Given exercise
Copy every row below word for word, leaving out the pictures.
— START —
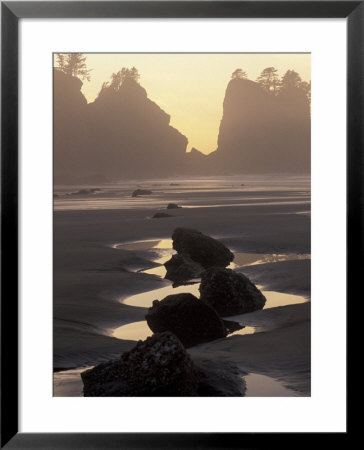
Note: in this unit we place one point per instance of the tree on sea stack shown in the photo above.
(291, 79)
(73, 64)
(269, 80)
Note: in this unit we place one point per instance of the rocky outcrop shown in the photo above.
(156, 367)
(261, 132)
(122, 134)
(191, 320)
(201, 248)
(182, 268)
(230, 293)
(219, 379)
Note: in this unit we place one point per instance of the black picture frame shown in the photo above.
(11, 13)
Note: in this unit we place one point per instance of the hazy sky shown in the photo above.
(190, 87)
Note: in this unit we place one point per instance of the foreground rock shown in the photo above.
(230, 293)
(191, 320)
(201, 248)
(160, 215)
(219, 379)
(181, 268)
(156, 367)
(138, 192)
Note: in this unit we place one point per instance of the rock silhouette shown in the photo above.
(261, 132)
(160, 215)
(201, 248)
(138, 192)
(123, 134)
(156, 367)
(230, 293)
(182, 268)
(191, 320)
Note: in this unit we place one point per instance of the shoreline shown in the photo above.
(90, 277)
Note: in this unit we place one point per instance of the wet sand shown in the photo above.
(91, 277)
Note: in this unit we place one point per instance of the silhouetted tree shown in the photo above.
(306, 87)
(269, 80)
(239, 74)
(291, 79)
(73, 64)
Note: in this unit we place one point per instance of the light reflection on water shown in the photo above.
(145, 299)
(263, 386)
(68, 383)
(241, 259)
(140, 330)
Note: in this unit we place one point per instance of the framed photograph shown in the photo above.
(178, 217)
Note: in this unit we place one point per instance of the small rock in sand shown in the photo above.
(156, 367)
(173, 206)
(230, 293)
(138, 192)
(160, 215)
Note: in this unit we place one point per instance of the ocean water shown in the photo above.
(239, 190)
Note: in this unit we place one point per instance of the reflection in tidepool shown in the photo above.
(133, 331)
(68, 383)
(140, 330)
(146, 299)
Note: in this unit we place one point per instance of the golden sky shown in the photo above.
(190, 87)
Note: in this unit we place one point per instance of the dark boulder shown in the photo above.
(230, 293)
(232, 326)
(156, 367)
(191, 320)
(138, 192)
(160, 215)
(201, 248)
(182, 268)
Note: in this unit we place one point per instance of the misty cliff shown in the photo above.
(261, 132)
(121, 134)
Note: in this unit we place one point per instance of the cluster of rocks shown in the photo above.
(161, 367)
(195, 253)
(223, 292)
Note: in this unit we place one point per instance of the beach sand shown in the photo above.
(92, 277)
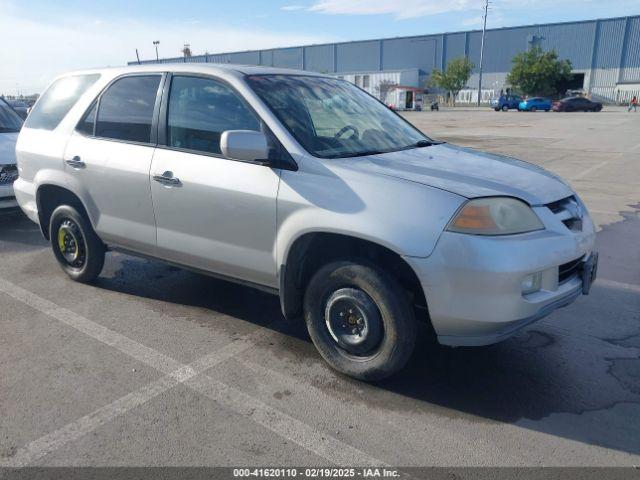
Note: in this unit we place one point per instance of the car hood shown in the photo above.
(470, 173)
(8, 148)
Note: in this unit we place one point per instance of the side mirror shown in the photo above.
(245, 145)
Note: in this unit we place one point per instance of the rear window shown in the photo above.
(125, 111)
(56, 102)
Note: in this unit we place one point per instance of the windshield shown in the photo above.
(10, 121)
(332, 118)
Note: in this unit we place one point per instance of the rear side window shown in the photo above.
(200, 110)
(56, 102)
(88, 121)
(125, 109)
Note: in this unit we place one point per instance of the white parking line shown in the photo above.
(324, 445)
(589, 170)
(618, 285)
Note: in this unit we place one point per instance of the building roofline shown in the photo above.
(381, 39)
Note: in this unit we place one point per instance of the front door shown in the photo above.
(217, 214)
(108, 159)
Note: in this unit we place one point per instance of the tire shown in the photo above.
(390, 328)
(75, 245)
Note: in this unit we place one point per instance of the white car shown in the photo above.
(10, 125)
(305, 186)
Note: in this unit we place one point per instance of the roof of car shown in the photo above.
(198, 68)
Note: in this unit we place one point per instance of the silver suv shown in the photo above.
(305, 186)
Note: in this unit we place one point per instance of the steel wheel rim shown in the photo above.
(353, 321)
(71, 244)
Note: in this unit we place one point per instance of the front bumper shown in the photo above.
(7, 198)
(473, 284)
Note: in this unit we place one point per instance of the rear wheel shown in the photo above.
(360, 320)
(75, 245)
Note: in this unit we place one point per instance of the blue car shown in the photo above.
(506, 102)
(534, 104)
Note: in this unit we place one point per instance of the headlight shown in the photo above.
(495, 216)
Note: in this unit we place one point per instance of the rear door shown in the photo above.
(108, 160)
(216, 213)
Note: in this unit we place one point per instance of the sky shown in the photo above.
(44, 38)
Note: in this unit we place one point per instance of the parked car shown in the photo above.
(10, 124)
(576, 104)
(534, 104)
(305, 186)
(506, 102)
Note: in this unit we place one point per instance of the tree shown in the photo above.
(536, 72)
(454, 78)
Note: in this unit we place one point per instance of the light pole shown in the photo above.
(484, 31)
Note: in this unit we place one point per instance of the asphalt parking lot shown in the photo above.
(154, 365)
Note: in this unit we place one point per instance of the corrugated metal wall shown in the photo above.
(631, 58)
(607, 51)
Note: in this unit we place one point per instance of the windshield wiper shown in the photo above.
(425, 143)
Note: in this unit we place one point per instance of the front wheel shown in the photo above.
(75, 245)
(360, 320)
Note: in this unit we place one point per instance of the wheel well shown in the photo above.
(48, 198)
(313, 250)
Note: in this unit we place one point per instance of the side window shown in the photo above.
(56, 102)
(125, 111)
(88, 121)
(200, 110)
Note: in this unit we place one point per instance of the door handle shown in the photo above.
— END —
Complete output
Note: in this unit we place one point per instance of the tree on sea stack shown in the photo above.
(291, 79)
(73, 64)
(269, 80)
Note: in this unit we place one point per instance of the rocky outcrop shown in the photo above.
(156, 367)
(261, 132)
(122, 134)
(191, 320)
(201, 248)
(182, 268)
(230, 293)
(219, 379)
Note: in this unit we place one point per instance of the black picture frame shown in the photo above.
(11, 13)
Note: in this unit we place one point per instance of the hazy sky shown in the photo above.
(190, 87)
Note: in this unit we place one point per instance of the foreground rock shown in the photo above.
(230, 293)
(191, 320)
(201, 248)
(160, 215)
(219, 379)
(181, 268)
(156, 367)
(138, 192)
Note: in this unit we place one point per instance of the rock silhouette shown in the photo above.
(261, 132)
(160, 215)
(201, 248)
(138, 192)
(123, 134)
(156, 367)
(230, 293)
(182, 268)
(191, 320)
Note: in this unit we place one point per instance of the shoreline shown in the photo above.
(90, 277)
Note: in this unit we place one point per instance of the wet sand shown in the photo above.
(91, 277)
Note: in this unit we place one point per instance of the silhouetted tree shown in the photo above.
(306, 87)
(269, 80)
(239, 74)
(291, 79)
(73, 64)
Note: in this unit we place one point per instance of the light reflection on water shown in the photo above.
(145, 299)
(263, 386)
(68, 383)
(241, 259)
(140, 330)
Note: in this unit we place one point per instance of the framed photograph shown in the photo above.
(178, 217)
Note: in this unit we place one point per instance of the small rock in sand shown in the photo above.
(156, 367)
(173, 206)
(230, 293)
(138, 192)
(160, 215)
Note: in this unit we place one point per instance of the ocean water shown in the photo above.
(239, 190)
Note: in this unit we place one point per instance of the reflection in tidepool shown in the photo above.
(133, 331)
(68, 383)
(140, 330)
(146, 299)
Note: in this unit we place one point per instance of the golden sky shown in the photo above.
(190, 87)
Note: in this unit we place one point per instance of the dark boulder shown in the photo above.
(230, 293)
(232, 326)
(156, 367)
(191, 320)
(138, 192)
(160, 215)
(201, 248)
(182, 268)
Note: in this unit we place one point per instance of the misty cliff shown in the photo above.
(261, 132)
(121, 134)
Note: in this unit we place one point per instance of the cluster of rocks shown in the photo above.
(161, 367)
(195, 253)
(223, 292)
Note: in this unit we place one point per instance of the beach sand shown in the photo above.
(92, 277)
Note: in this unit we place one point per instance of the car hood shown in the photo above.
(470, 173)
(8, 148)
Note: in this unit we place one point per instance of the side mirror shown in the photo above.
(245, 145)
Note: in this unit we place one point per instance of the rear window shown in the photo above.
(125, 111)
(56, 102)
Note: in this unit we place one point per instance of the windshield shown in the photo above.
(10, 121)
(332, 118)
Note: in this unit we place one point per instance of the rear side window shown in the photo above.
(200, 110)
(56, 102)
(88, 121)
(125, 109)
Note: in this unit we place one point per instance of the white parking line shown in the photo above.
(324, 445)
(589, 170)
(618, 285)
Note: in this unit we place one point per instance of the building roofline shown in the photo above.
(381, 39)
Note: in this unit we place one point per instance of the front door shown in the photo above.
(217, 214)
(108, 159)
Note: in this unit we place one point per instance of the tire shown in the photo above.
(390, 328)
(75, 245)
Note: in this unit we place one point per instance of the white car shown in the photo above.
(10, 125)
(305, 186)
Note: in this unit we place one point per instance of the roof of car shown in the photo above.
(198, 68)
Note: in this unit we place one point per instance of the silver suv shown in the photo above.
(305, 186)
Note: in this unit we place one point per instance of the steel wheel rim shown in the photo above.
(353, 321)
(71, 244)
Note: in this unit we place one point per instance of the front bumper shown in the photo above.
(7, 198)
(473, 284)
Note: in this unit we place one point per instance of the rear wheel shown in the photo above.
(360, 320)
(75, 245)
Note: in this unit we place one point per instance of the blue car shown in the photo above.
(506, 102)
(534, 104)
Note: in this unit we place one point per instance of the headlight shown in the photo above.
(495, 216)
Note: in this unit we place one point per instance of the rear door shown in the photo above.
(108, 160)
(216, 213)
Note: in this unit we place one point per instance of the sky shown in the photo above.
(44, 38)
Note: in this unit we place one point per instance of the parked car shown in the photo above.
(10, 124)
(576, 104)
(534, 104)
(305, 186)
(506, 102)
Note: in this unit we place one point per instance of the tree shown in the photo above.
(536, 72)
(454, 78)
Note: in this unit we place one point per instance of the light pole shown in the photo above.
(484, 31)
Note: in this unit we place one point per instance of the asphalt parking lot shown in the photo above.
(154, 365)
Note: in this unit we place one point per instance of the corrugated metal wall shown in the photo above.
(631, 58)
(607, 51)
Note: in this unit we place one point per instance of the windshield wiper shown in the photo above.
(425, 143)
Note: in this unit we place one point per instance of the front wheel shown in the photo above.
(75, 245)
(360, 320)
Note: in this unit we place one point per instance of the wheel well shown in the photo above.
(48, 198)
(313, 250)
Note: in this unit we place one point per instance of the side window shown in the photo above.
(56, 102)
(125, 111)
(88, 121)
(200, 110)
Note: in this unit we place one point per instance of the door handle shown in the photo above.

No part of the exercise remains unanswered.